* _WHAT THE TASK REQUIRES_
From the listing below, copy each line that contains the word "swimsuit".

[GIVEN INFORMATION]

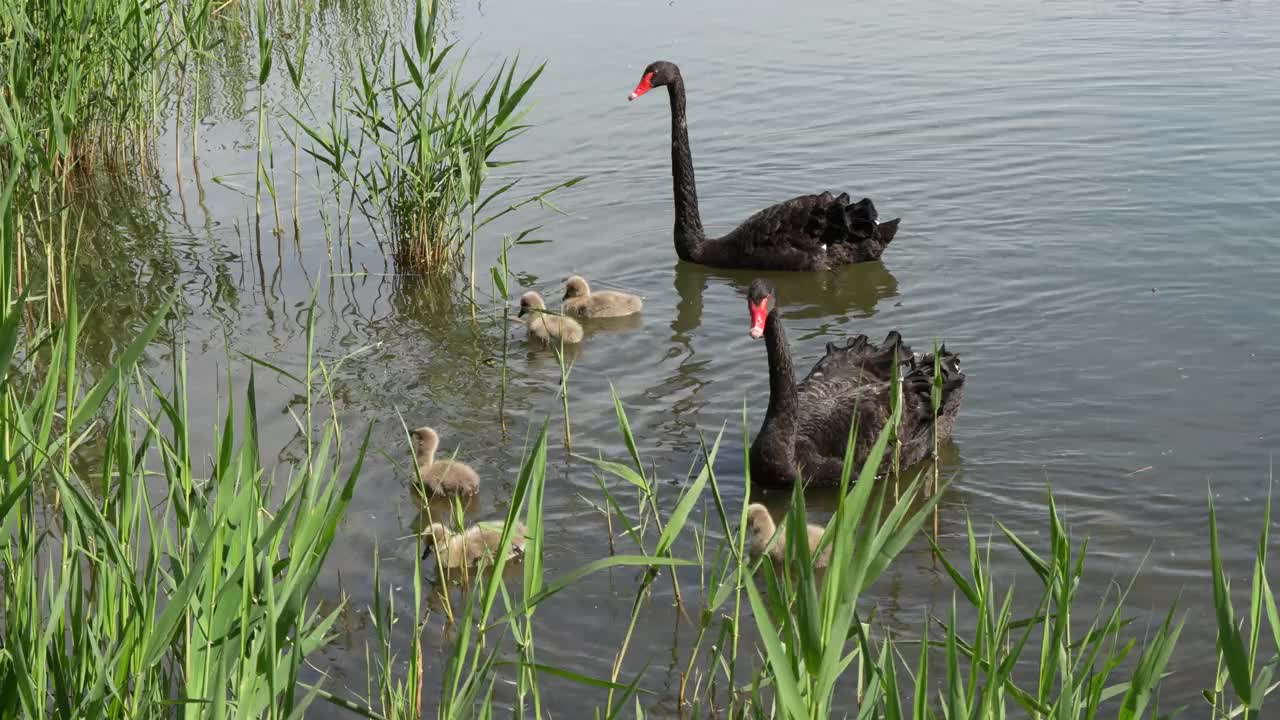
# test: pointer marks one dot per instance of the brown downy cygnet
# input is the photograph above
(547, 327)
(442, 477)
(581, 302)
(760, 528)
(474, 545)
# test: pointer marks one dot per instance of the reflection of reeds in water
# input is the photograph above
(199, 579)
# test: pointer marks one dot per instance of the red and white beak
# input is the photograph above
(645, 86)
(759, 313)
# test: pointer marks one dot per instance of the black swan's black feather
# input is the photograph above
(812, 232)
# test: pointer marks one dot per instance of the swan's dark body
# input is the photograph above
(805, 429)
(812, 232)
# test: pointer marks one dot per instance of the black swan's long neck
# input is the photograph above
(784, 400)
(689, 223)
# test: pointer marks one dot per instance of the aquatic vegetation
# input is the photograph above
(144, 580)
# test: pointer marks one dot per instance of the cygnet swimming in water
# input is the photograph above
(581, 302)
(760, 528)
(443, 477)
(474, 545)
(545, 326)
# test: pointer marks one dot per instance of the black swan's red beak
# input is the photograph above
(759, 311)
(645, 86)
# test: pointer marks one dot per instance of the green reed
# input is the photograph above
(434, 137)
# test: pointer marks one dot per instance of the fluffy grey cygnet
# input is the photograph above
(581, 302)
(442, 477)
(471, 546)
(548, 327)
(760, 529)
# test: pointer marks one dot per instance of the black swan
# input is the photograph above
(807, 425)
(812, 232)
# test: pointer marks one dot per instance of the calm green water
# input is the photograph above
(1089, 200)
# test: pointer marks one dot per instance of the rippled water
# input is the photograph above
(1089, 208)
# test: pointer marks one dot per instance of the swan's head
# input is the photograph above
(759, 527)
(759, 301)
(576, 287)
(530, 302)
(656, 76)
(425, 441)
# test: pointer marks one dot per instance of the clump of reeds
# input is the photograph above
(434, 137)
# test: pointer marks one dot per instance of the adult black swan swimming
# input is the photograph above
(807, 425)
(812, 232)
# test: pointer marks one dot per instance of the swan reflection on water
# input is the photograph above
(851, 290)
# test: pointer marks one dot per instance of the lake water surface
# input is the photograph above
(1089, 197)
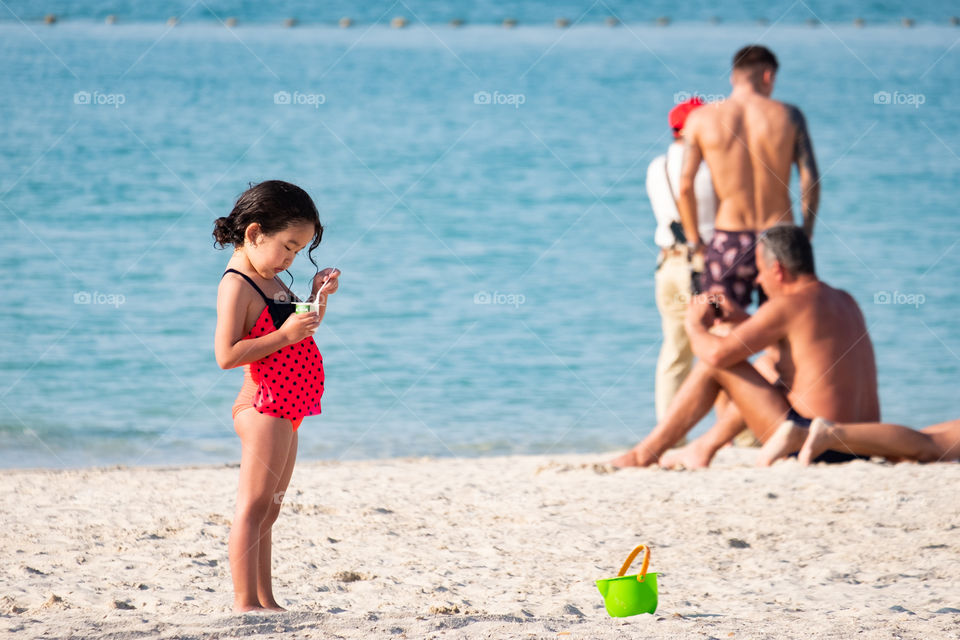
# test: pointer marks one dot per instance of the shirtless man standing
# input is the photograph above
(749, 142)
(827, 367)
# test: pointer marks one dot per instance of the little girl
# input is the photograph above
(283, 370)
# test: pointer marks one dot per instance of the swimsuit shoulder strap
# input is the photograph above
(252, 283)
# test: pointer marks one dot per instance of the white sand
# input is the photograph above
(492, 548)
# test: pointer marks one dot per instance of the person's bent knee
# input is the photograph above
(256, 510)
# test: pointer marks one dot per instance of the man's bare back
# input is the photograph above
(750, 143)
(827, 363)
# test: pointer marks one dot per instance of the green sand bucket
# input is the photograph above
(630, 595)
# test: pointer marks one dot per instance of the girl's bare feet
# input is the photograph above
(818, 441)
(787, 439)
(693, 456)
(636, 457)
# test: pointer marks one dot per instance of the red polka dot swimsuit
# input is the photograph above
(289, 381)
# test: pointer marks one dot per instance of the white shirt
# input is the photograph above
(664, 202)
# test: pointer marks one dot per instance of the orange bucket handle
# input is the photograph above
(633, 554)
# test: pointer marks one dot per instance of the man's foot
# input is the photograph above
(692, 456)
(787, 439)
(818, 441)
(639, 456)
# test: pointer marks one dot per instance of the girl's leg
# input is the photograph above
(870, 439)
(265, 446)
(264, 573)
(947, 437)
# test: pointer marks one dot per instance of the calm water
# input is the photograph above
(433, 204)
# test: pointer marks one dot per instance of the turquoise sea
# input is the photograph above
(483, 192)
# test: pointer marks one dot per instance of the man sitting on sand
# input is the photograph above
(936, 443)
(826, 362)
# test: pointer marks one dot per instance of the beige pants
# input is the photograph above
(676, 358)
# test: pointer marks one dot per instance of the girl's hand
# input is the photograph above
(326, 281)
(299, 326)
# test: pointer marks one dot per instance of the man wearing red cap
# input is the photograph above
(674, 266)
(750, 142)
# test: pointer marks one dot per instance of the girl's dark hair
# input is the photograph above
(274, 205)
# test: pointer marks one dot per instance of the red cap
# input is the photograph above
(678, 115)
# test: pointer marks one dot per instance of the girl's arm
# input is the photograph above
(233, 300)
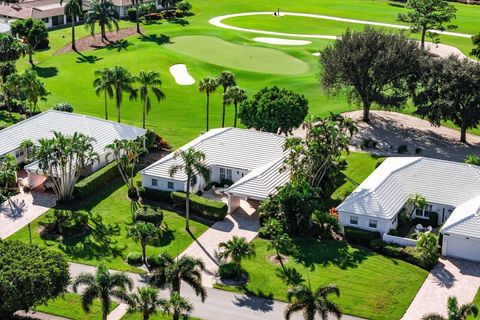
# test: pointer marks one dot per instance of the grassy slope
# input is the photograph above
(70, 306)
(108, 242)
(181, 116)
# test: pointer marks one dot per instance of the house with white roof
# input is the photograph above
(44, 124)
(250, 159)
(451, 189)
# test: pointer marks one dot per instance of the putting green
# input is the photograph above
(243, 57)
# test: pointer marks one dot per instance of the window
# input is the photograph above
(353, 220)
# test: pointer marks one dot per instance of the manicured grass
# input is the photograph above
(107, 241)
(371, 286)
(249, 58)
(70, 306)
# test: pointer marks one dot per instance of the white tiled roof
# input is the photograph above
(44, 124)
(260, 153)
(387, 189)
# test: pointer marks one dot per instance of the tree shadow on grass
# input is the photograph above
(46, 72)
(312, 252)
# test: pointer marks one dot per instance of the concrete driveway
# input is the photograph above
(451, 277)
(21, 209)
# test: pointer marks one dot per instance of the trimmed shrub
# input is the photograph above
(211, 209)
(228, 271)
(155, 195)
(134, 258)
(149, 214)
(96, 181)
(360, 236)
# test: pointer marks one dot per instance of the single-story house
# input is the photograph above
(44, 124)
(452, 191)
(249, 158)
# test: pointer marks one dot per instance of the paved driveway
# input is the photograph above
(22, 209)
(451, 277)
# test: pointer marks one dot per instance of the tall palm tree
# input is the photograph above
(192, 163)
(102, 12)
(455, 312)
(74, 9)
(122, 81)
(103, 82)
(236, 249)
(172, 272)
(208, 85)
(178, 306)
(226, 79)
(149, 81)
(103, 285)
(234, 95)
(146, 300)
(302, 298)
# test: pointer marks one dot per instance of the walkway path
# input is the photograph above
(239, 224)
(22, 209)
(450, 277)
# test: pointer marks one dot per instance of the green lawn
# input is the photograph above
(371, 286)
(70, 306)
(108, 241)
(208, 50)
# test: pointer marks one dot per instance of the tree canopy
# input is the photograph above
(29, 276)
(427, 15)
(371, 67)
(449, 92)
(274, 110)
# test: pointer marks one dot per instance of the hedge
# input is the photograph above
(96, 181)
(211, 209)
(155, 195)
(360, 236)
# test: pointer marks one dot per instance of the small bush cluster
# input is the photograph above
(149, 214)
(96, 181)
(207, 208)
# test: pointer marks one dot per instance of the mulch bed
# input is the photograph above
(95, 42)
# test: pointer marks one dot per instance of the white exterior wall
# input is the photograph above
(383, 225)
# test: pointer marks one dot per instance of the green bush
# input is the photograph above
(155, 195)
(96, 181)
(211, 209)
(149, 214)
(134, 258)
(360, 236)
(228, 271)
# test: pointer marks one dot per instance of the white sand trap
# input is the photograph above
(181, 75)
(286, 42)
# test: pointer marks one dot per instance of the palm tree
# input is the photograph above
(172, 272)
(208, 85)
(74, 9)
(226, 79)
(234, 95)
(455, 312)
(146, 300)
(177, 306)
(236, 249)
(193, 165)
(143, 232)
(105, 14)
(122, 82)
(149, 81)
(103, 285)
(103, 82)
(302, 298)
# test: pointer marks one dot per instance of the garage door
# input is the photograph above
(462, 247)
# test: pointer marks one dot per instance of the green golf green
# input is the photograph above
(243, 57)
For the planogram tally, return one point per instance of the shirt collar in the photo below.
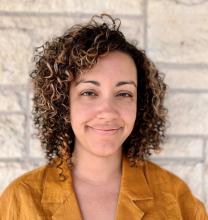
(134, 187)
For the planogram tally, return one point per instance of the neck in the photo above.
(94, 169)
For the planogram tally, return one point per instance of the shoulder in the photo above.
(166, 187)
(31, 181)
(158, 175)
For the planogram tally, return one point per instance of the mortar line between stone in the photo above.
(27, 127)
(65, 14)
(203, 171)
(182, 65)
(191, 91)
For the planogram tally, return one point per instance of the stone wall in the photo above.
(173, 32)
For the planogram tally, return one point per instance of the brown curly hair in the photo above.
(59, 61)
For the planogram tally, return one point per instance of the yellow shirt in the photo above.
(147, 192)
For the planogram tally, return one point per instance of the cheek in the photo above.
(128, 113)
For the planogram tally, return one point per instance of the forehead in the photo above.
(113, 66)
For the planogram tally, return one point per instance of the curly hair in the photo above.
(58, 62)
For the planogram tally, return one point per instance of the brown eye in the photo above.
(88, 93)
(125, 94)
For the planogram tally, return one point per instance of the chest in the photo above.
(97, 203)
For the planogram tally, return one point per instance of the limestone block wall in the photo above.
(174, 34)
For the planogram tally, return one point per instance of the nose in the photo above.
(107, 110)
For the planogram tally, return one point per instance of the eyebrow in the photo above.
(98, 84)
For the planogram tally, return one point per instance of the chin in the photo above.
(105, 150)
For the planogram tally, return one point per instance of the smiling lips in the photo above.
(105, 131)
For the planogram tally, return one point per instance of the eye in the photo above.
(125, 94)
(88, 93)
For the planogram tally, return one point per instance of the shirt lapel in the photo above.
(59, 201)
(133, 188)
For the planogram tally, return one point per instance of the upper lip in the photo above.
(104, 128)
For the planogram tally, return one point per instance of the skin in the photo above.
(103, 111)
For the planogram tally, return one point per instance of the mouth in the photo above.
(105, 131)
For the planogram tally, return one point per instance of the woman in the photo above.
(98, 107)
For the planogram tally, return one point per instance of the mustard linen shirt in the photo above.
(147, 192)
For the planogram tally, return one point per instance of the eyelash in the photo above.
(122, 94)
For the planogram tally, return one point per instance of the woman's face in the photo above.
(103, 103)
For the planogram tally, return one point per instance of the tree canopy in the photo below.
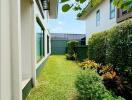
(76, 5)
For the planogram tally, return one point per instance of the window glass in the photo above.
(112, 10)
(98, 18)
(39, 42)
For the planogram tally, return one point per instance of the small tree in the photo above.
(71, 49)
(78, 5)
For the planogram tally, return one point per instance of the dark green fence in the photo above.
(81, 52)
(58, 47)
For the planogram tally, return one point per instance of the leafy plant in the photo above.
(77, 5)
(71, 54)
(90, 87)
(89, 64)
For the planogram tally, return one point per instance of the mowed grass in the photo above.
(56, 81)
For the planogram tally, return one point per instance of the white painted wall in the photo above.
(105, 21)
(17, 46)
(26, 37)
(44, 23)
(5, 63)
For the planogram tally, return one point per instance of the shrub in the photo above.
(71, 55)
(89, 64)
(90, 87)
(97, 47)
(112, 46)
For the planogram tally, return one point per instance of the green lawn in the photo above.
(56, 81)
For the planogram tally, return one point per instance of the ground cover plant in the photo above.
(90, 87)
(114, 47)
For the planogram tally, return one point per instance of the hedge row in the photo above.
(113, 46)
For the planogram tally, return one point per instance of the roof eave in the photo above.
(88, 10)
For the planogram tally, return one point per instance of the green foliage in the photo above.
(77, 5)
(63, 1)
(71, 49)
(90, 87)
(97, 47)
(114, 47)
(66, 7)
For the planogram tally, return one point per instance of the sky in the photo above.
(66, 23)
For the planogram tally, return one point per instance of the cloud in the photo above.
(60, 22)
(57, 29)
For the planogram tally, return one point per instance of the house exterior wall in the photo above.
(17, 46)
(105, 21)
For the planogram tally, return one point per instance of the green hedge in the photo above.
(89, 85)
(71, 54)
(112, 46)
(81, 52)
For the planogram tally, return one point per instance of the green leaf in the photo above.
(66, 7)
(82, 1)
(63, 1)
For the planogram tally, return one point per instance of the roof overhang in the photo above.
(53, 12)
(88, 9)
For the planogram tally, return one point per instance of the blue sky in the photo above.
(66, 23)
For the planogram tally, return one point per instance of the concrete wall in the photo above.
(105, 21)
(17, 46)
(5, 65)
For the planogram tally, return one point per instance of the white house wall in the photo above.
(44, 23)
(5, 65)
(17, 46)
(105, 21)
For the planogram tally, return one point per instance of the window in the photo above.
(112, 10)
(47, 44)
(98, 18)
(39, 41)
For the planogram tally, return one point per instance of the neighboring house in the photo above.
(103, 16)
(24, 44)
(59, 41)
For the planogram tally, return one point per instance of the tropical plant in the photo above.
(71, 54)
(90, 87)
(77, 5)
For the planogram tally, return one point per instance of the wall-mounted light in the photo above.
(45, 4)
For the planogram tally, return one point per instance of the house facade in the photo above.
(103, 16)
(24, 44)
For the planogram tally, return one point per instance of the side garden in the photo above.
(107, 71)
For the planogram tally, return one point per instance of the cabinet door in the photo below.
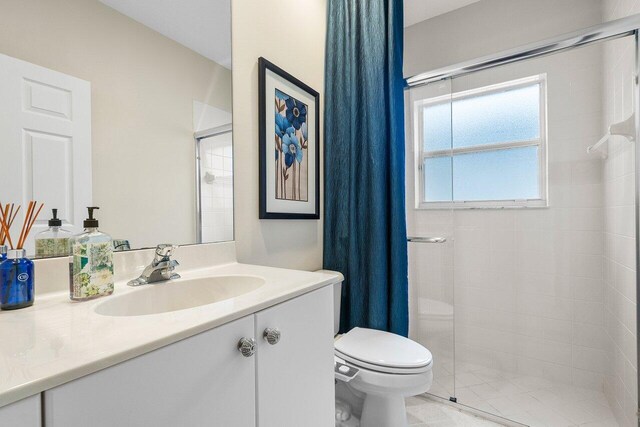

[/GIVEN INFORMATION]

* _RESULT OF THIS EXERCISE_
# test: pointer marks one dot per instance of the swimsuit shoulder strap
# test: pointer marks one dot per instance of the red polka dot swimsuit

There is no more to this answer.